Page extract –
=== Section Start ===

Request-level events are emitted as JSON lines under
`<event_dir>/events_<stage>_<pid>.jsonl`. Use `python -m sglang_omni.profiler
<event_dir>` to derive the timeline / stage / hop reports described in
`docs/developer_reference/profiler.md`.

## Request Mapping

The server does not pass OpenAI-style request bodies straight into the runtime. It first converts them into internal request objects.

### Chat requests

`ChatCompletionRequest` includes standard OpenAI-style fields such as:

- `model`
- `messages`
- `temperature`
- `top_p`
- `max_tokens`
- `stop`
- `seed`
- `stream`

It also includes `sglang-omni` extensions such as:

- `images`
- `audios`
- `videos`
- video processing overrides such as `video_fps` and frame/pixel limits
- `modalities`
- `audio`
- `stage_sampling`
- `stage_params`
- talker-specific generation overrides
- `request_id`

### Conversion into `GenerateRequest`

`_build_chat_generate_request()` in `openai_api.py` is the key translation point. It:

- normalizes stop sequences
- builds `SamplingParams`
- converts chat messages into internal `Message` objects
- maps per-stage sampling overrides
- passes per-stage runtime params through `stage_params`
- stores media input, audio config, and video processing overrides in request metadata
- stores talker-specific generation overrides in `extra_params`
- copies `modalities` into `output_modalities`

The route hands that `GenerateRequest` to `Client`. The client then converts it
to an `OmniRequest` before submitting it to the coordinator.

## Response Paths

### Non-streaming chat

For non-streaming chat, the path is roughly:

`chat request` → `Client.completion()` → OpenAI-style JSON response

`Client.completion()` aggregates:

- text fragments
- audio chunks
- final usage
- final finish reason

If audio is present, it is base64-encoded before being returned to the API layer.

### Streaming chat

For streaming chat, the server emits SSE events.

The important current semantics are:

- the first chunk may contain only `role="assistant"`
- text and audio are emitted as separate deltas
- the final completion chunk includes the `finish_reason`
- the stream ends with `data: [DONE]`
- `usage` is attached to the final completion chunk

### Speech / TTS

The speech route reuses the same internal request path rather than introducing a separate serving stack.

`CreateSpeechRequest` is converted into a `GenerateRequest` with:

- `output_modalities=["audio"]`
- `task="tts"` in metadata
- TTS-specific parameters stored under `tts_params`

For non-streaming requests, `Client.speech()` collects audio chunks, encodes
them, and returns raw audio bytes to the HTTP layer.

For `stream=true`, the route returns SSE events. Each event carries a
base64-encoded audio chunk and format metadata; the stream ends with a final
chunk carrying `finish_reason` followed by `data: [DONE]`.

=== Section End ===

Task statement – Using the server documentation extract above, say whether each statement agrees with it: (a) in streaming chat, usage information comes with the final completion chunk; (b) the speech route sets up its own separate serving stack; (c) `_build_chat_generate_request()` copies `modalities` into `output_modalities`. For each, answer yes or no and quote the words that decide it.

Records excerpted from a collection
=== Section Start ===

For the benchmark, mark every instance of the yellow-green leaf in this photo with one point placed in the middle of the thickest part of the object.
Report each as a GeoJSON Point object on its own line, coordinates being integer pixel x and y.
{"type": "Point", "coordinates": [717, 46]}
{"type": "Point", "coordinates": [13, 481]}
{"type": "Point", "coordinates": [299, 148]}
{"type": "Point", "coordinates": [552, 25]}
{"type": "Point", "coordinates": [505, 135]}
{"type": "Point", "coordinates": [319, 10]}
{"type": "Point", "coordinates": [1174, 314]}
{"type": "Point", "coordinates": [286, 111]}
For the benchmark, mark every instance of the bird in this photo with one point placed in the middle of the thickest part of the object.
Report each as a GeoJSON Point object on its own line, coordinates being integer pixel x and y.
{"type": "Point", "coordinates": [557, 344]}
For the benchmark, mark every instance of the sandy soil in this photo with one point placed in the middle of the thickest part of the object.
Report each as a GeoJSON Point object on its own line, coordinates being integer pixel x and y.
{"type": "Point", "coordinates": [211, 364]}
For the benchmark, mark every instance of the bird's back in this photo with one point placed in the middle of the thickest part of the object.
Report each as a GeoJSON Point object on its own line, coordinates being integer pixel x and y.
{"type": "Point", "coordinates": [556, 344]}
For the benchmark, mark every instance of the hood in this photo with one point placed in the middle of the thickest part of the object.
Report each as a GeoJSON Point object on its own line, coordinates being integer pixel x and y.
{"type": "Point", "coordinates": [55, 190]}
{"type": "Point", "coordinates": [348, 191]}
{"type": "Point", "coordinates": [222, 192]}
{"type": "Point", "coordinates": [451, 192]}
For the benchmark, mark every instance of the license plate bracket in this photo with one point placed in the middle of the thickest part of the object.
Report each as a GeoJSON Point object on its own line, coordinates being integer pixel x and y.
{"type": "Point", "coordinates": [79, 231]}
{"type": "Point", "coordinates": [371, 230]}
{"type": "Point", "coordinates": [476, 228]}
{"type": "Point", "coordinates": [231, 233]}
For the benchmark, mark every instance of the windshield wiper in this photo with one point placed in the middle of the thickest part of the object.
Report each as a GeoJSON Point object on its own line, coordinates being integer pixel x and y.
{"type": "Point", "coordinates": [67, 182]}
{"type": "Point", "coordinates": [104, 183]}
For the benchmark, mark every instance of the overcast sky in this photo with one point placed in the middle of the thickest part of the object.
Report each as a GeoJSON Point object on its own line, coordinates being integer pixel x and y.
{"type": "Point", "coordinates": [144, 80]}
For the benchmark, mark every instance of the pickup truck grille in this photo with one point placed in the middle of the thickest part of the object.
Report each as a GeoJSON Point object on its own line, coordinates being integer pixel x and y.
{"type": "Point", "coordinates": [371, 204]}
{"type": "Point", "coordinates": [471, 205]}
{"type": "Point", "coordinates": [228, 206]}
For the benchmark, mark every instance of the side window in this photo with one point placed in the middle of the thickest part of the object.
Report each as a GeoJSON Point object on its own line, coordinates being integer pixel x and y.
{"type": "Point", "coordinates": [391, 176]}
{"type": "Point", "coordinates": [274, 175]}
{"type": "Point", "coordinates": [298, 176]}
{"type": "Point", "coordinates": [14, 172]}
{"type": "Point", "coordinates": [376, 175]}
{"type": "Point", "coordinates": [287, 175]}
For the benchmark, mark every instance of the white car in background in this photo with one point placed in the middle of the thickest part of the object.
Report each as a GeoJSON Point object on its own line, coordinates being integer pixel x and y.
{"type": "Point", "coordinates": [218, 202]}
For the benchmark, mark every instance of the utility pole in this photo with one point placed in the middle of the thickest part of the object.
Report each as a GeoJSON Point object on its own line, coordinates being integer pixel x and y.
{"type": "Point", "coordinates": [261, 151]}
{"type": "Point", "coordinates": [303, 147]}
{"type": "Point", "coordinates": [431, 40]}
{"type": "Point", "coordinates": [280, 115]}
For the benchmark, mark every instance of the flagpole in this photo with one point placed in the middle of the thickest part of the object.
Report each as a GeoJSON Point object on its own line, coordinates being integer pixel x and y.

=== Section End ===

Exercise response –
(a) Yes: "`usage` is attached to the final completion chunk"
(b) No: "The speech route reuses the same internal request path rather than introducing a separate serving stack."
(c) Yes: "copies `modalities` into `output_modalities`"